### Required work
1 > In the excerpt about Kim and Rigo Romero, who is Kim's manager at Sharp Shopper?
2 > Reproduce everything in the excerpt about Kim and Rigo Romero from "The Romeros’ marriage" down to "stronger, she said.".
3 > Write the next part of the excerpt about Kim and Rigo Romero, continuing after its final sentence.
*** Text segment Section Begins ***
Black never expected Rigo to be gone so long, but he’s reminded of the absence when he sees Kim near the front row in church each weekend, he said.
“I feel bad for Kim,” Black said. “Because when I see her, I think, ‘I know I gave her the right advice, but that advice has a huge price.’”
“The grind of bureaucracy wears on her sometimes and it’s apparent,” said Tina Secrist, Kim’s manager at Sharp Shopper. “You can tell. Ninety percent of the time she has an upbeat attitude. And then you’ll catch the day where she gets some bad news.”
The Romeros’ marriage survives on pure hope and phone calls to Mexico.
Kim said she understands the darker, grimmer side of things, that much of her relationship with her husband exists in the stony, faceless entities that push his paperwork. Rejection takes its toll on Kim’s health, but also makes her stronger, she said.
“I’ve been diagnosed with depression and everything else,” she said. “Have somebody tell you ‘no’ seven days a week.”
Sometimes the biggest challenge for Kim comes at the end of the day, during her conversations with Rigo.
“On the 4th of February I’ll be in Mexico for a year — and if they don’t give it to me I’m going to get back another way,” Rigo said. “I have waited in Mexico for as long as they have said.”
*** Text segment Section Ends ***
*** Information Section Begins ***
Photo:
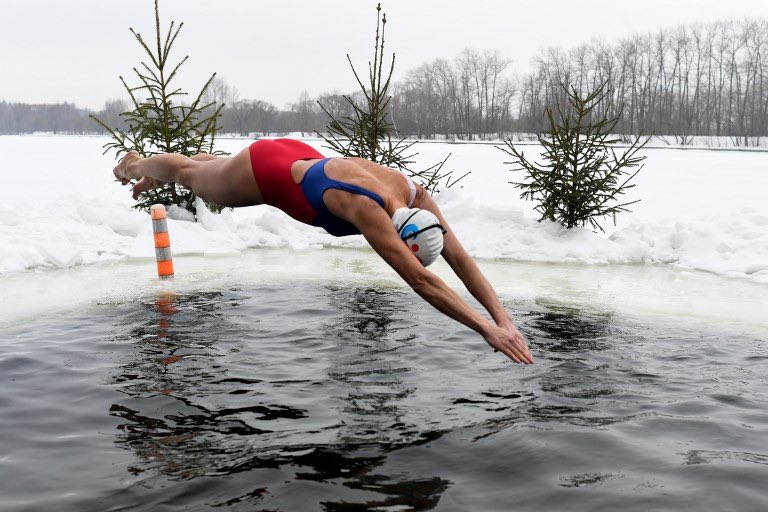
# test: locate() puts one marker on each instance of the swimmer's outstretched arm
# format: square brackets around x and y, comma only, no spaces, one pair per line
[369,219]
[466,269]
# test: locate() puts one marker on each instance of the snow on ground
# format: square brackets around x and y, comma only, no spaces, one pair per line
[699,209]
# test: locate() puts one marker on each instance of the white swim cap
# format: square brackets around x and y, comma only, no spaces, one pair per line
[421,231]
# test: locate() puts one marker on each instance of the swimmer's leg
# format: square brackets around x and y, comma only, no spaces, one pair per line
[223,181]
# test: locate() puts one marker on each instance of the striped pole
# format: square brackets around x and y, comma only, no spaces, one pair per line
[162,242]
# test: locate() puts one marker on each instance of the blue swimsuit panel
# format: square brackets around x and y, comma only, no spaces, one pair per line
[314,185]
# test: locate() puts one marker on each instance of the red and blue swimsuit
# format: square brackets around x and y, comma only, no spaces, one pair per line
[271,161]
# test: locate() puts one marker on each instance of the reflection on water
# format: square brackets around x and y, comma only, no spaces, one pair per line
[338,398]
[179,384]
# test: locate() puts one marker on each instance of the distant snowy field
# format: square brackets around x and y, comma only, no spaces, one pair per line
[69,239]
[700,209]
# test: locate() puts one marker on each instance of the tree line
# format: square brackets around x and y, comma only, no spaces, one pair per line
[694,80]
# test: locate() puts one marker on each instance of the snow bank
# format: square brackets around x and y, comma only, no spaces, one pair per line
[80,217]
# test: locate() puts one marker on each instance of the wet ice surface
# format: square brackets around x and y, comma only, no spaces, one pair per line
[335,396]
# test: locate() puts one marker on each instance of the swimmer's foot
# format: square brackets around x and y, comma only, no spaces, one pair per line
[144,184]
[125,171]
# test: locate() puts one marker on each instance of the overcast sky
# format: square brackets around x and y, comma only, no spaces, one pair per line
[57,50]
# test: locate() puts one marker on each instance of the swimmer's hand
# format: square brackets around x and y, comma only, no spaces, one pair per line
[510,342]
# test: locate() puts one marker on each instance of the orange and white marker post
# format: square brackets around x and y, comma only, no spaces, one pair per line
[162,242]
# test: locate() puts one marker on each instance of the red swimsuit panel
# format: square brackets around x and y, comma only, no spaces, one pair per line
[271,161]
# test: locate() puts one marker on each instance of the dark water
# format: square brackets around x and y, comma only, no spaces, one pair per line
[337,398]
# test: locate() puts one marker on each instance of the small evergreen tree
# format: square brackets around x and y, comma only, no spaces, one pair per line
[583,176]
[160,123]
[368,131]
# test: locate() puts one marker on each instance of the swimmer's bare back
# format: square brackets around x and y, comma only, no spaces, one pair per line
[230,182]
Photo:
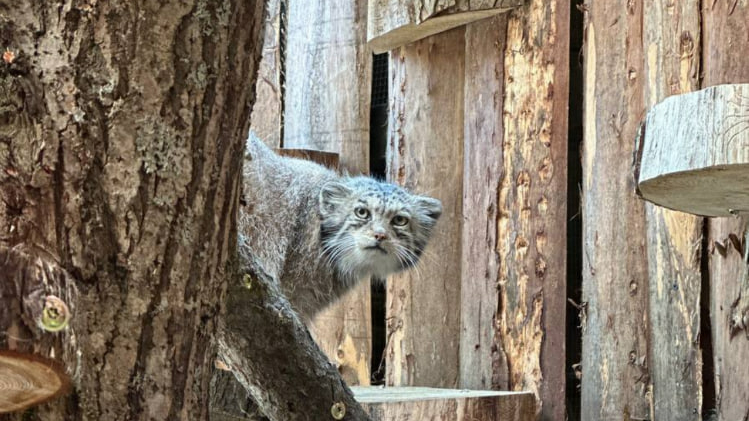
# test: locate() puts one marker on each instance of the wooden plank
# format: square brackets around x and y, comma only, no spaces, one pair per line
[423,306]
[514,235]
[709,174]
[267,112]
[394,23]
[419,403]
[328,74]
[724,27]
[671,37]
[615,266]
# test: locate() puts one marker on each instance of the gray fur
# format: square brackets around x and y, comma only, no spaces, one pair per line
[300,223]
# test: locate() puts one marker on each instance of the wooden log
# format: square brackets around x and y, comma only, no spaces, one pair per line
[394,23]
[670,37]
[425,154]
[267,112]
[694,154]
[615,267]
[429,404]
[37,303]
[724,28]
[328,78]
*** Information Section Ends ***
*** Information Section Begins ***
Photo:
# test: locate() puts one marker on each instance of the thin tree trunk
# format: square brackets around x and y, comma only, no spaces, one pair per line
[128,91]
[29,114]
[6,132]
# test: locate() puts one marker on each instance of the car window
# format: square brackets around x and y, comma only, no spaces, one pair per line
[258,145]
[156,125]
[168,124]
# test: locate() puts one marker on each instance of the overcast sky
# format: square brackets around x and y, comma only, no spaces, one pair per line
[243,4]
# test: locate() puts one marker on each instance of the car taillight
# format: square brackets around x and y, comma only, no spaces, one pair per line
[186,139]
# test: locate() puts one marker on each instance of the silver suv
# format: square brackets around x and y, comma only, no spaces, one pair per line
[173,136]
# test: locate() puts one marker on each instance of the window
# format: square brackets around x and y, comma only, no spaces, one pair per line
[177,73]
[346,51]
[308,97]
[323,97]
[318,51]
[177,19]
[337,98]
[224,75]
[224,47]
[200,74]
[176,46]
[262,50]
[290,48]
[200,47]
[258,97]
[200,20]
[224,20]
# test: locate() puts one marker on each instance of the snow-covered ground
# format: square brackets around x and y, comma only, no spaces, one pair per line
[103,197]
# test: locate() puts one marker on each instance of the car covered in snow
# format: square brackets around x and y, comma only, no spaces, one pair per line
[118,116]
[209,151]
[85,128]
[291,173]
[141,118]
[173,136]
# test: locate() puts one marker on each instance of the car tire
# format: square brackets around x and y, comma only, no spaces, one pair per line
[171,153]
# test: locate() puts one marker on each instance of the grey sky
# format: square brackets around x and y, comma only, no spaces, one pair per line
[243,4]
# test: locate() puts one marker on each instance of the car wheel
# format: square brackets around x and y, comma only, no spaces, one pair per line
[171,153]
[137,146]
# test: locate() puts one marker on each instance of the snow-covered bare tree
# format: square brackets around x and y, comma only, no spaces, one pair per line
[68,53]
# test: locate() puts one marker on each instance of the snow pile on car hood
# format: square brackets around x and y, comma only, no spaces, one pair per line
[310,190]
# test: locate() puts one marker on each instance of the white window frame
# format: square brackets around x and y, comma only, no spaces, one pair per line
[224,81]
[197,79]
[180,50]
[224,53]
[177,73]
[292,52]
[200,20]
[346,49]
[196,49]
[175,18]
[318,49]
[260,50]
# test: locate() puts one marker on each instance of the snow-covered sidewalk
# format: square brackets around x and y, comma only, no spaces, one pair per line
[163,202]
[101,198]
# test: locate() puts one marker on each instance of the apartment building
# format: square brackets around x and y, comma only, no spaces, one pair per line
*** Information Section Ends ***
### Replies
1 > Tina Secrist

2 >
The Romeros’ marriage survives on pure hope and phone calls to Mexico.
Kim said she understands the darker, grimmer side of things, that much of her relationship with her husband exists in the stony, faceless entities that push his paperwork. Rejection takes its toll on Kim’s health, but also makes her stronger, she said.

3 >
Listening in to her husband on the phone, Kim winced at his promise. She shut her eyes. Tears streamed down her cheeks.
“I support him because he’s my husband,” she said.
If Rigo did re-cross illegally, his chances of seeing his Mexican family would evaporate.“
Maybe, maybe not,” he said of seeing them. Then referring to a Hispanic term for illegal immigrants, he added, “The life of a mojado is death.”
The last time the Romeros saw each other was in June. Six months and counting.
Weary but hopeful, Kim plans to travel again to Mexico in February. She’ll take the $254 bus ride with the financial support and good will of her church and her family.
And as Rigo begins his travel to the platform to wait for his wife, 1,800 miles north, Kim Romero will once more climb aboard a southbound bus.